Reproduce the data below line for line, with no changes of any kind.
+===+
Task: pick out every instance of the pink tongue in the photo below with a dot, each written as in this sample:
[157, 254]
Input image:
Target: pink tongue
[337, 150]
+===+
- Solution for this task
Task: pick out every instance of the pink tongue in the photo below with a dot, each written as in this sample:
[157, 254]
Input image:
Target: pink tongue
[337, 150]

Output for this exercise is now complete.